In the data below, write out again, word for word, the lines from the one containing "where the overhanging" up to and including the one containing "148,238,250,440".

====== Provided material ======

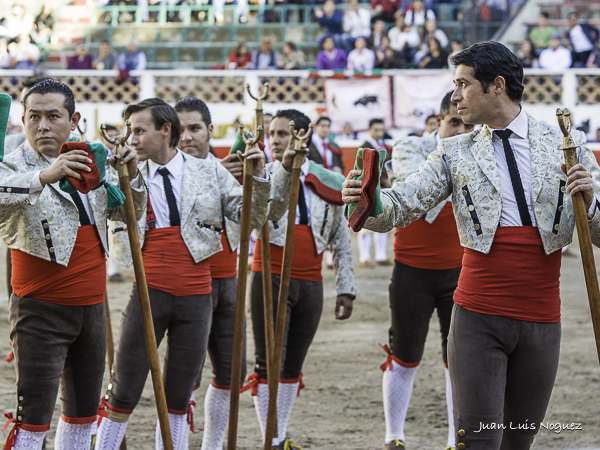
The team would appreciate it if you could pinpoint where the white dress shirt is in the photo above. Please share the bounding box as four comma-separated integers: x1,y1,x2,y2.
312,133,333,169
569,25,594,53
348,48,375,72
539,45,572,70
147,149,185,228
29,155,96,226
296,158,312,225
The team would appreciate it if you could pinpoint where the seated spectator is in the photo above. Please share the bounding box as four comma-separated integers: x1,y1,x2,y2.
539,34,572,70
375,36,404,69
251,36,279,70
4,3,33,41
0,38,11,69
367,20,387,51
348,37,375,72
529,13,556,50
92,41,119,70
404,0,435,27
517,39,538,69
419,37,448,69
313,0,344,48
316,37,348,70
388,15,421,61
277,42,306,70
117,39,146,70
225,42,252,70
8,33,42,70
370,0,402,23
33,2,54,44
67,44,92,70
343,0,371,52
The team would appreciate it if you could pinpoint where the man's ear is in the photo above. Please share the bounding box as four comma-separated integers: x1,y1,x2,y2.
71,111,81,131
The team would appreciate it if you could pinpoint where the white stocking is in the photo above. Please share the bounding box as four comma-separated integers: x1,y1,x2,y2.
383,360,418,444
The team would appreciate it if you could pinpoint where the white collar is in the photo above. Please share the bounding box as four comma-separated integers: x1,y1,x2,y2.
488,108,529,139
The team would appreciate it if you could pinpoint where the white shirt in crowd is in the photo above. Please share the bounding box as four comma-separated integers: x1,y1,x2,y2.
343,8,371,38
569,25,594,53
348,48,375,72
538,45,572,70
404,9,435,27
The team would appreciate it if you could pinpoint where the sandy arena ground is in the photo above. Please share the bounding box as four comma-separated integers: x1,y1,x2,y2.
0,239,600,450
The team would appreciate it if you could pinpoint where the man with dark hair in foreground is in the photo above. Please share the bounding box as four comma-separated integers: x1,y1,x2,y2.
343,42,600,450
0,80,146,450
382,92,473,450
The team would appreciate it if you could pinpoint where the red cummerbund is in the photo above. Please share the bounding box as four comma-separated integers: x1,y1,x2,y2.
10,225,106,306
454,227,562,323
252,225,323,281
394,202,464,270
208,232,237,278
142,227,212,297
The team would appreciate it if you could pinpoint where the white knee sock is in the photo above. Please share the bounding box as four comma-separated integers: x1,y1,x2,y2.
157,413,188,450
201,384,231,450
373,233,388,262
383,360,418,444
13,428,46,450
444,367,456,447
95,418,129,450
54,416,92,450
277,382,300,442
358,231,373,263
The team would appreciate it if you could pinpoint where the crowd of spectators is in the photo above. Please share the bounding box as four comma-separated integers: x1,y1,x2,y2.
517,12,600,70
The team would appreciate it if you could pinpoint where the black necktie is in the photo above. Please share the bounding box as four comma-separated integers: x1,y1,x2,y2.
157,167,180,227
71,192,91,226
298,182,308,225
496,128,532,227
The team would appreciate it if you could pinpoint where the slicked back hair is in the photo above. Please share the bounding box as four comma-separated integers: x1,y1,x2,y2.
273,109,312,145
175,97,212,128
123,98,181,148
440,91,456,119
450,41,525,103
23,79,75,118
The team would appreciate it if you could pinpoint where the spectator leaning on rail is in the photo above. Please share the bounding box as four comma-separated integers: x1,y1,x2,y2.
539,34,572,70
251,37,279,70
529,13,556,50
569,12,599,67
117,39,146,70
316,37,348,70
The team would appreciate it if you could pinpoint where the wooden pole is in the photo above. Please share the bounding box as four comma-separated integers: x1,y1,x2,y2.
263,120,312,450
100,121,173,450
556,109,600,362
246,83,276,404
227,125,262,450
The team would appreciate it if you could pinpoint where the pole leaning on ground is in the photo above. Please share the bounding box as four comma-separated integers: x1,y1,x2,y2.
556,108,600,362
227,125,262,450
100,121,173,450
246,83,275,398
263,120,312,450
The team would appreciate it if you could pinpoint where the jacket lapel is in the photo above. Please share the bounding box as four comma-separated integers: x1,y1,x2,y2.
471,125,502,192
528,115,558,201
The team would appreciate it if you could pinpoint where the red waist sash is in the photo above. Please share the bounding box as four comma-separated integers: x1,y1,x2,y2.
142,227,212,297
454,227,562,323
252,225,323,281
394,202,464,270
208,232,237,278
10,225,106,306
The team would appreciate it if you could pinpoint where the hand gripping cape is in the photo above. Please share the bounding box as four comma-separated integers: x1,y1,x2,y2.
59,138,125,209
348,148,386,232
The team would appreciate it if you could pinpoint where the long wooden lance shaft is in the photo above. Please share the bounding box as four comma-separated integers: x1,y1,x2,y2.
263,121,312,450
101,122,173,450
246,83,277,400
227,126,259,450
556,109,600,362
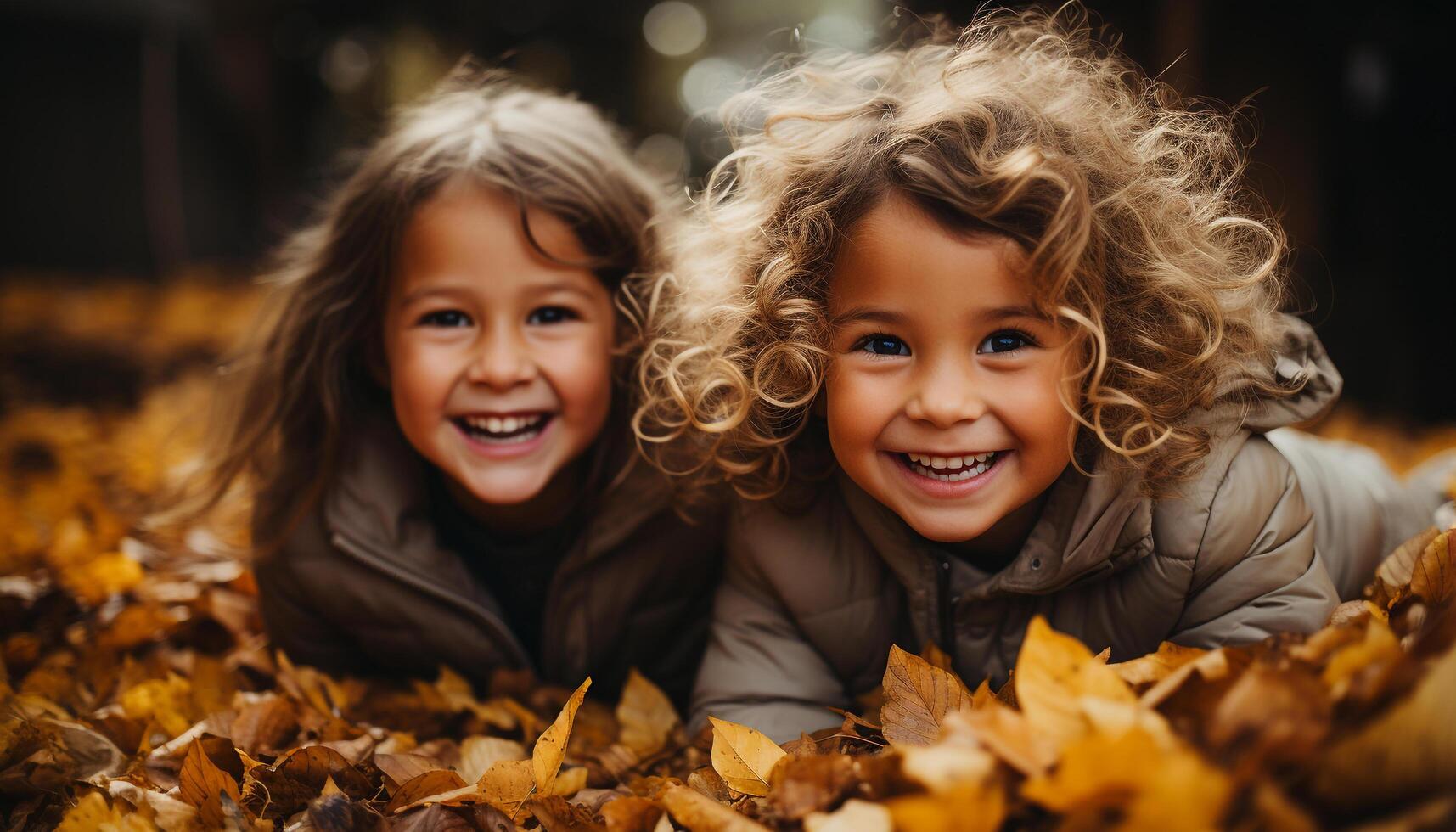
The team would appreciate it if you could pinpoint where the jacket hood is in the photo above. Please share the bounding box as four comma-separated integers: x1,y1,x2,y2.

======
====== Provided material ======

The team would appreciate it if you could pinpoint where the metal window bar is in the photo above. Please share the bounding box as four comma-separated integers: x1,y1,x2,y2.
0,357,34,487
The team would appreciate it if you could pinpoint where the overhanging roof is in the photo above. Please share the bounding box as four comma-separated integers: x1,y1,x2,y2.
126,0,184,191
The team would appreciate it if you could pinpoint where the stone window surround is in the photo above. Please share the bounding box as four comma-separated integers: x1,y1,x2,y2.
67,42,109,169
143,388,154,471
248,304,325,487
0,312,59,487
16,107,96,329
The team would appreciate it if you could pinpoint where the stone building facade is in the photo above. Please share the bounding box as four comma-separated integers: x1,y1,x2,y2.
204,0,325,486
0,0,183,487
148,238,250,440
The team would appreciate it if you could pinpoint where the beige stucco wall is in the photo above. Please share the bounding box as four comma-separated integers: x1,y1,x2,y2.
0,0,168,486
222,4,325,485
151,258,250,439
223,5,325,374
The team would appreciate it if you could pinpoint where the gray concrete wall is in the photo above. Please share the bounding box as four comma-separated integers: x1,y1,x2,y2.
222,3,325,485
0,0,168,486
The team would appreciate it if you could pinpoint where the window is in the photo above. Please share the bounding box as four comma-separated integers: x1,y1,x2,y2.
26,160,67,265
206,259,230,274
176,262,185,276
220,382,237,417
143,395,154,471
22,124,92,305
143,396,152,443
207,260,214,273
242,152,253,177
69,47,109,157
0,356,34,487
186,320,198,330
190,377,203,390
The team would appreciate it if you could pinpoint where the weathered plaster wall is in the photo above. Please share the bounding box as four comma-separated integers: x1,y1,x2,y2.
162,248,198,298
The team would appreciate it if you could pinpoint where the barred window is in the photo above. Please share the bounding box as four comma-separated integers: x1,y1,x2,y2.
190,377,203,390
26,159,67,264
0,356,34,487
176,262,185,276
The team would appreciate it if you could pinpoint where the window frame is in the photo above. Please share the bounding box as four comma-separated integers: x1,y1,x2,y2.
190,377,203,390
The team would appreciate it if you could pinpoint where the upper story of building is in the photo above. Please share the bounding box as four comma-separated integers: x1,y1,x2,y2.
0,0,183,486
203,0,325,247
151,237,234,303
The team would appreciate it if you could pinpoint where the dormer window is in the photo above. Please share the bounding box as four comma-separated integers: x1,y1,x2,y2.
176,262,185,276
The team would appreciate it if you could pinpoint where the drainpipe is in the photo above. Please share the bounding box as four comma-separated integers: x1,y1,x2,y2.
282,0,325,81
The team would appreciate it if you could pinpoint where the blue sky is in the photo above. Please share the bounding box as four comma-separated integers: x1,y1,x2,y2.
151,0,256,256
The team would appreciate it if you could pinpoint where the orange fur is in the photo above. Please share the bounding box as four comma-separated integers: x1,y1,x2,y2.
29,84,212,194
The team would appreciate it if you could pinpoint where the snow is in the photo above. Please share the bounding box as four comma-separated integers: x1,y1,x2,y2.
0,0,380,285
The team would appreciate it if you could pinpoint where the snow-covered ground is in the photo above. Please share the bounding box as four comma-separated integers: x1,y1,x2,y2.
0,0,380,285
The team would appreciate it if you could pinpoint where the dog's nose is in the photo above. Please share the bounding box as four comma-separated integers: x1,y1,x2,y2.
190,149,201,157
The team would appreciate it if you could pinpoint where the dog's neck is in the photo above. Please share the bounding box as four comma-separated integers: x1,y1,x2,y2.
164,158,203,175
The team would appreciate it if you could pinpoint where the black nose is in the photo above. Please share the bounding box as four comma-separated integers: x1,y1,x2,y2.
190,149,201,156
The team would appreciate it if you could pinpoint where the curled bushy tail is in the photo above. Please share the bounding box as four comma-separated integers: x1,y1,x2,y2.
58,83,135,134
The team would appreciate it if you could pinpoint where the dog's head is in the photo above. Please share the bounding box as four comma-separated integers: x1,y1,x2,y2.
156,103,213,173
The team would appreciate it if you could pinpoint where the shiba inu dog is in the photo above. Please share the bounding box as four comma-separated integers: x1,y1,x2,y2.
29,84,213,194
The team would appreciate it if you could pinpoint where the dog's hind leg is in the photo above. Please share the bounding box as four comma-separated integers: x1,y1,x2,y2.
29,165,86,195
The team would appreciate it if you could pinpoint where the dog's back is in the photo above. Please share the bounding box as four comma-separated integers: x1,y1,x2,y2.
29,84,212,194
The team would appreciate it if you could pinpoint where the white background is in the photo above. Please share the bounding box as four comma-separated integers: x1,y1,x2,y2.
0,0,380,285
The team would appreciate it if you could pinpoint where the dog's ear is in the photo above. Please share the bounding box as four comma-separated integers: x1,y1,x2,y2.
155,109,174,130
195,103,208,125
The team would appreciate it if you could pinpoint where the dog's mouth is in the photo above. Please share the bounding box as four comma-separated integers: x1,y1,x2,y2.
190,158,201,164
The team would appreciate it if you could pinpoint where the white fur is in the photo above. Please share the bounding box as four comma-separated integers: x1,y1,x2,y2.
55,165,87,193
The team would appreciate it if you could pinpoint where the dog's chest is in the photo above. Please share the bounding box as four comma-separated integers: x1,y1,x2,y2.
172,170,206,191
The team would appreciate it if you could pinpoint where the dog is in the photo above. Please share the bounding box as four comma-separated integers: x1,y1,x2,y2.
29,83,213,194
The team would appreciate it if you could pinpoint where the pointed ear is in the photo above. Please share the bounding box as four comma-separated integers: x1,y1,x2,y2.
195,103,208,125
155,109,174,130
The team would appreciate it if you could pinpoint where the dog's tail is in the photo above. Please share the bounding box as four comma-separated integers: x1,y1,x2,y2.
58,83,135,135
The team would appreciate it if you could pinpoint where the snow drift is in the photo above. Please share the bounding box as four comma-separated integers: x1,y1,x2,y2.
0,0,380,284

======
====== Provided material ======

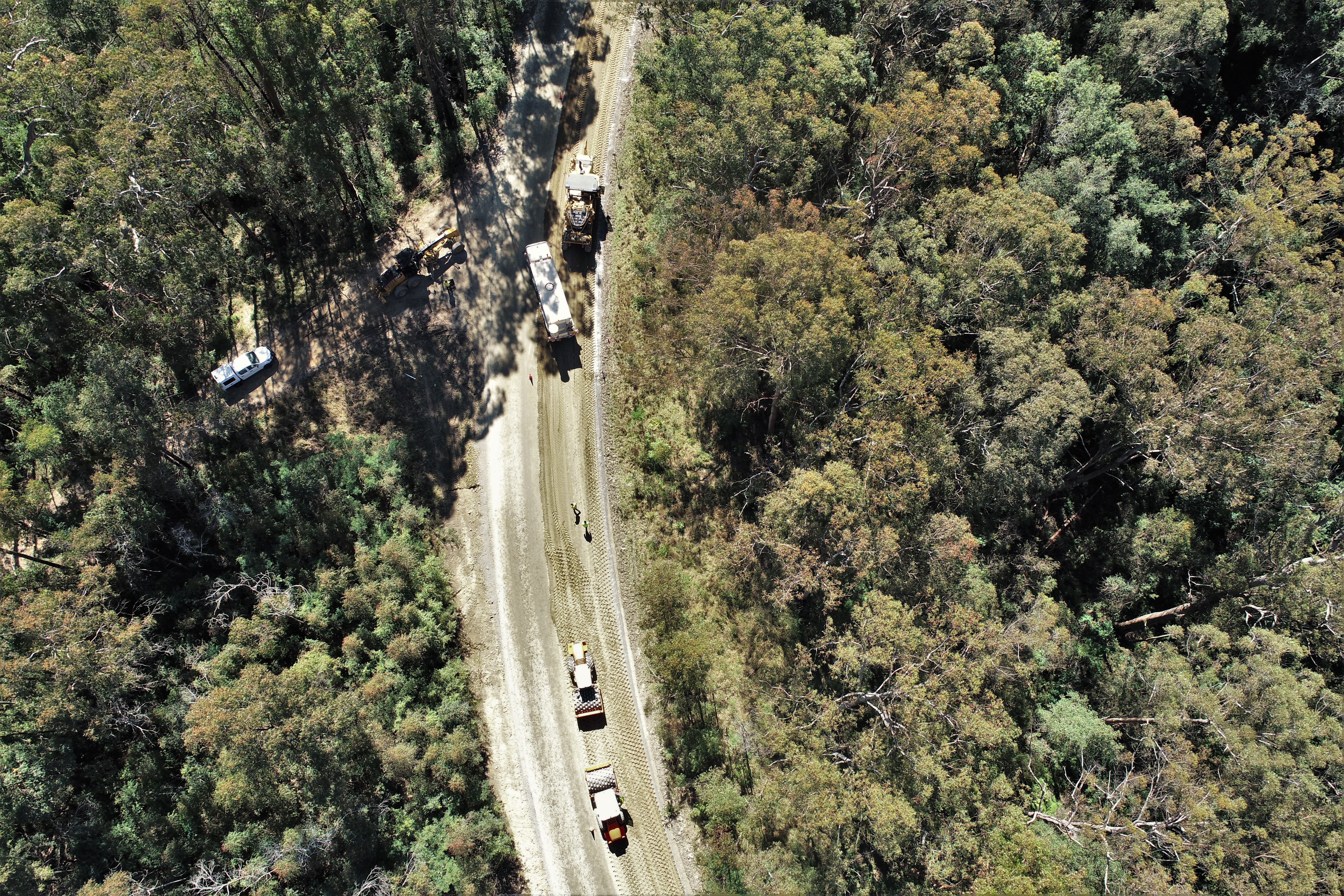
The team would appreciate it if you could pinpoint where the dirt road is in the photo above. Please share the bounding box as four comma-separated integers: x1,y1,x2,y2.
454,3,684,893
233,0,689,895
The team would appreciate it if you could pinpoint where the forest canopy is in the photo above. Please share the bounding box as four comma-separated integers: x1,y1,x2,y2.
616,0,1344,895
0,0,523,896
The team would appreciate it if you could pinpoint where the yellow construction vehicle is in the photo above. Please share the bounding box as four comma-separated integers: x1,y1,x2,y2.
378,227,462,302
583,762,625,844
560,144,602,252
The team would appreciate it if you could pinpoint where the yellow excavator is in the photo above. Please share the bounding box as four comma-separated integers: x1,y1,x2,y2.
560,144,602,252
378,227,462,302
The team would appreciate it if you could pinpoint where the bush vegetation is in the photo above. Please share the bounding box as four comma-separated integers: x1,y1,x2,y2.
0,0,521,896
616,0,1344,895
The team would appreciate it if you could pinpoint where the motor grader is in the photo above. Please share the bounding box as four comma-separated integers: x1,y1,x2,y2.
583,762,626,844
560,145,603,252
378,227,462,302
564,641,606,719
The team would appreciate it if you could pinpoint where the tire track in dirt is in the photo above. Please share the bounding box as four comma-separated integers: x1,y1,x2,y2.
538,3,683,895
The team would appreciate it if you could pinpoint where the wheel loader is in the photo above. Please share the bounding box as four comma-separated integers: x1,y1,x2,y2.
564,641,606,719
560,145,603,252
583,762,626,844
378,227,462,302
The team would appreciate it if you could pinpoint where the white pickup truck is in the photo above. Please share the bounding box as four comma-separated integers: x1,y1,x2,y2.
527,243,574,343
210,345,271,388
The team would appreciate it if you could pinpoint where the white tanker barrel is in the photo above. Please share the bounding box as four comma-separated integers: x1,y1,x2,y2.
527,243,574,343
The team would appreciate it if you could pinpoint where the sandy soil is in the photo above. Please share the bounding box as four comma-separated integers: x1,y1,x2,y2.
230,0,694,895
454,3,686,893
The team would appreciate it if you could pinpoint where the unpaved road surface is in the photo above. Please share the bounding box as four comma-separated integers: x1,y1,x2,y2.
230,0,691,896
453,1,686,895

======

### Problem solution
The team would appreciate it if you could pinpoint where the overhanging roof is in the photo above. Please share the bounding box as four comma-separated integers: x1,y1,x2,y2.
126,0,184,191
The team would appreciate it if you could pinpoint where the stone window surround is in the photo above. Please share the bounding box as four comma-separated integers: x1,y1,x2,y2.
67,42,109,169
143,388,154,471
248,304,325,487
0,312,59,487
16,107,96,329
The team would appreciate it if you could pinpoint where the stone building facade is in the photo above. Please share the bounding box as four comma-separated integers: x1,y1,x2,y2.
204,0,325,486
0,0,183,487
148,238,250,440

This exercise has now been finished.